Request: Quote, without any change, the line that contains "the desk, each" and all lines that follow it to the end of the data below.

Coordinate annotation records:

|---|

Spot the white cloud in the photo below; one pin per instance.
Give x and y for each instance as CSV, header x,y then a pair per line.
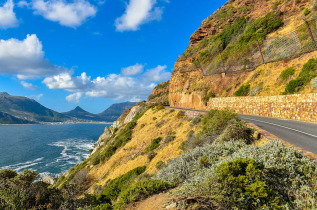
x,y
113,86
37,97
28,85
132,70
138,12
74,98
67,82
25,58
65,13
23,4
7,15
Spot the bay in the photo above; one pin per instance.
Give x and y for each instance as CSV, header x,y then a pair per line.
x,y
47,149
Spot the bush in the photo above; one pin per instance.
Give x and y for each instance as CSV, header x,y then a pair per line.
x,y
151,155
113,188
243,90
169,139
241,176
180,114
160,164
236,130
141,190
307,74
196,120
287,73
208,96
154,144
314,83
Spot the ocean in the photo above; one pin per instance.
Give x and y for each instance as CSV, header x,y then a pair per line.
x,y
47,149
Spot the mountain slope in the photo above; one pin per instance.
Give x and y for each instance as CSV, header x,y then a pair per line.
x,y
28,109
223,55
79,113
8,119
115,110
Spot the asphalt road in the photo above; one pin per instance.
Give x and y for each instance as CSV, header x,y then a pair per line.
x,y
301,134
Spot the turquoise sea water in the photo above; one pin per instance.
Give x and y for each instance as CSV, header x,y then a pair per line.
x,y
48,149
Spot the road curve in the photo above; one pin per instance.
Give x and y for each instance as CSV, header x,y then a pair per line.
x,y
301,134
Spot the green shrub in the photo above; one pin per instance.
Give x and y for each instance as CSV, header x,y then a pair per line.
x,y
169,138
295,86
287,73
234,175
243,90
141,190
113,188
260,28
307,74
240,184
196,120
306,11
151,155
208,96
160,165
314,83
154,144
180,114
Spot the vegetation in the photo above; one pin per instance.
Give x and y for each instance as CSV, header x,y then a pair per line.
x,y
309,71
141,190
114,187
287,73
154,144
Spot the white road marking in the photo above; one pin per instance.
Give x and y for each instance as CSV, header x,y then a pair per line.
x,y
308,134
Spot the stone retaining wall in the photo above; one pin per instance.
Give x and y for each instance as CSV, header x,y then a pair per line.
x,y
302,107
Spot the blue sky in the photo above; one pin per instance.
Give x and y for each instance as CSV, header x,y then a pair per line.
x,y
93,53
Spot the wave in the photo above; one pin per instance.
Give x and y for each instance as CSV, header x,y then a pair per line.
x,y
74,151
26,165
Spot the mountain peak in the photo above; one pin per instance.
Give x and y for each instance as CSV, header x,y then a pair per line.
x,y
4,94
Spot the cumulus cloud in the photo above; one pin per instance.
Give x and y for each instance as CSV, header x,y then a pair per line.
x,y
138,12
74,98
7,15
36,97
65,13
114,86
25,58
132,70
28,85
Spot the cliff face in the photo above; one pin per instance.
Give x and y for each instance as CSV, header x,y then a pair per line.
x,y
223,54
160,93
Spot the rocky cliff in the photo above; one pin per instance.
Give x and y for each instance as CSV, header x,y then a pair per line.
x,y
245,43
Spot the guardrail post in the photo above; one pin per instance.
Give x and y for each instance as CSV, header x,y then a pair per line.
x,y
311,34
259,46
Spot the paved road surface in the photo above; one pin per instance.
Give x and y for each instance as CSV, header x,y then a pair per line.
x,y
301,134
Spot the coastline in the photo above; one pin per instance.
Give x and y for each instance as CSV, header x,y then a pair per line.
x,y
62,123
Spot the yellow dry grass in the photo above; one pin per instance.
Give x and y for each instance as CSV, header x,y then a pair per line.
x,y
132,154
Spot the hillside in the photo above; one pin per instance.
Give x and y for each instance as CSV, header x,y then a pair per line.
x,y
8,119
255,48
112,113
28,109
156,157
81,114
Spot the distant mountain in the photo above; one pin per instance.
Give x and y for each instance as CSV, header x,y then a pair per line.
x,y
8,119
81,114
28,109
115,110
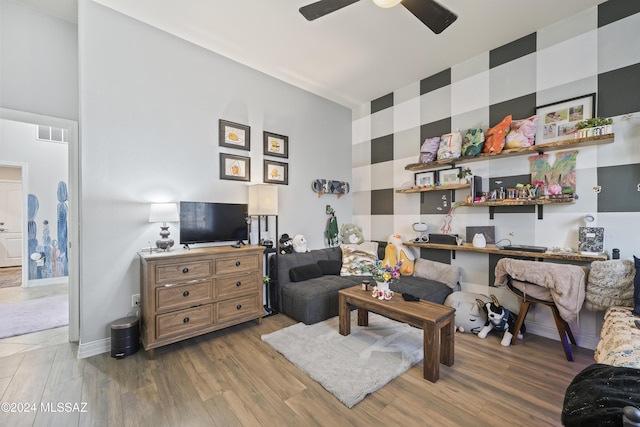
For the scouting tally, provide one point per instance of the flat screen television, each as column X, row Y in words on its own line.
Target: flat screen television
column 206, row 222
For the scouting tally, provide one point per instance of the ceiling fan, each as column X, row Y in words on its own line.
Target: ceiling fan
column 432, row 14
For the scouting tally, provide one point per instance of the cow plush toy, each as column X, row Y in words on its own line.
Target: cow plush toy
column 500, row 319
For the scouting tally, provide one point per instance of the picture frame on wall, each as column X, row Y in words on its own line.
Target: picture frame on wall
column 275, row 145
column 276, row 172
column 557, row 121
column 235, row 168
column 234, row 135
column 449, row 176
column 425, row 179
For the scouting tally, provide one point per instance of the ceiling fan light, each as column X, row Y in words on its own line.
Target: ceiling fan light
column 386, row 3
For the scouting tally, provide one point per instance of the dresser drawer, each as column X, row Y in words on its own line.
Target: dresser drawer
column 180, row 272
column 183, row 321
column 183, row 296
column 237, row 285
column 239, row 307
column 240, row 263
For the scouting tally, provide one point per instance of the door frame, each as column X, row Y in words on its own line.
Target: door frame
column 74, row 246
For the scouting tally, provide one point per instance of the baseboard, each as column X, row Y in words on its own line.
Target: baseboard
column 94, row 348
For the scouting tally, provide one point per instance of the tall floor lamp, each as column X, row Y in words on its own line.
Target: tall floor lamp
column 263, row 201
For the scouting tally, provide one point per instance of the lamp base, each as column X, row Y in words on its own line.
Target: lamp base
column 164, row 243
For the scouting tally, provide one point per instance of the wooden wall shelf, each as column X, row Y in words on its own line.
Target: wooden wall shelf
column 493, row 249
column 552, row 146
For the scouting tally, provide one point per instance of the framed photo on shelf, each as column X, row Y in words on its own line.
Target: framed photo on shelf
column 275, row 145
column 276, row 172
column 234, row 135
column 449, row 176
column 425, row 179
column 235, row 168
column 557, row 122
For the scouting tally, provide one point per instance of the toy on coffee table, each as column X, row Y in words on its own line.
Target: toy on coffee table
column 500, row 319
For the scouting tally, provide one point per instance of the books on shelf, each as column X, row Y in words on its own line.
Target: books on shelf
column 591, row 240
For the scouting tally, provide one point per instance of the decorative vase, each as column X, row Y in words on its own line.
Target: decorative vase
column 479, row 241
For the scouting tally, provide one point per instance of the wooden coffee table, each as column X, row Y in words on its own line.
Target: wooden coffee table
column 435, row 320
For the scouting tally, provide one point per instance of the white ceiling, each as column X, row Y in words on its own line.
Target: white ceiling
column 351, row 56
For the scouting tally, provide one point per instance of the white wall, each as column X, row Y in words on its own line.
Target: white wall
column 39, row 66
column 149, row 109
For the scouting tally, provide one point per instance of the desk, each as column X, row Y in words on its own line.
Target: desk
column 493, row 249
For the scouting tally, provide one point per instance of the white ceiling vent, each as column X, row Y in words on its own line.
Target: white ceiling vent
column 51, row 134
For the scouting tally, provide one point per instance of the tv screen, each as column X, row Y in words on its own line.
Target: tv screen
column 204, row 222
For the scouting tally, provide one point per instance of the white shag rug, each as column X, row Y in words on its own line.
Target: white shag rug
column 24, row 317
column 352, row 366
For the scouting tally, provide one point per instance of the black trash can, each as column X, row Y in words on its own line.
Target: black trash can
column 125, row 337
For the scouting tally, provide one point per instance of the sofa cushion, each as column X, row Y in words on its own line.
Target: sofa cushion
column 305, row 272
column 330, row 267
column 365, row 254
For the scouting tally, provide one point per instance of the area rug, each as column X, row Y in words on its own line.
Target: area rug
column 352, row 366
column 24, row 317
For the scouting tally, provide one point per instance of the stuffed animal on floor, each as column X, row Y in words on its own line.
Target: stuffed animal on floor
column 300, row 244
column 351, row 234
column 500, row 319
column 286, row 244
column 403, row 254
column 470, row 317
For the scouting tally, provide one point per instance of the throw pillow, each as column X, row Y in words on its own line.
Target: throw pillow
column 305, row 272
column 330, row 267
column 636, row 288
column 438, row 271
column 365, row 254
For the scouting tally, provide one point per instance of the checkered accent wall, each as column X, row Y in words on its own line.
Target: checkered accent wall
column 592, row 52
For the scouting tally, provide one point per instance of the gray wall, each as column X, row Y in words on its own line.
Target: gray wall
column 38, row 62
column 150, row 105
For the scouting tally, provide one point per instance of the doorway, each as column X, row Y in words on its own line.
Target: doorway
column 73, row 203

|---|

Finished exercise:
For the scouting tally, provide one point per instance of the desk, each as column X, row Y in words on its own line.
Target: desk
column 493, row 249
For the scouting tally, provide one point per instance of the white ceiling vent, each as column X, row Y in words on its own line.
Target: white ceiling vent
column 51, row 134
For the scouting tally, provide one point per instance of the tv screen, each as column X, row Y in words on its own line.
Target: tv screen
column 204, row 222
For the scouting tally, provide one point per instance of the white shag rug, each as column X, row Y in words on its own line.
Target: white shag rug
column 24, row 317
column 352, row 366
For the scouting tally, provide one point per instance of the black trash can, each as column X, row Y in words on its own line.
Target: black trash can
column 125, row 337
For the scouting tally, provide one point per instance of the sofa cushion, each as column X, row Y in words on its own line.
Target: sofa cushion
column 305, row 272
column 330, row 267
column 365, row 254
For the scouting tally, provide one point per instance of the area rug, each as column X, row Y in words on its own line.
Target: area rug
column 352, row 366
column 24, row 317
For the scouting tally, provide one point per instance of the stuffed animal on floor, each as column X, row Y in words on its own line.
Target: stuffed animal on floor
column 300, row 244
column 351, row 234
column 500, row 319
column 286, row 244
column 403, row 254
column 470, row 317
For the scouting tally, provide one point per instance of the throw pillow, each as column X, row Y in words on its own line.
Target: throw pillow
column 305, row 272
column 330, row 267
column 636, row 288
column 438, row 271
column 365, row 254
For the scouting tally, provide one point per instance of the checkered accent wall, each as column X, row Y in words on its own line.
Target: checkered accent wall
column 592, row 52
For the scouting tally, provide one point per instance of the gray wall, each as column X, row Y in words on its own line.
Target: gray wall
column 38, row 62
column 150, row 105
For the scouting tally, provide one point per instance of the doorway, each as column X, row Y in words on its own line.
Target: doorway
column 73, row 203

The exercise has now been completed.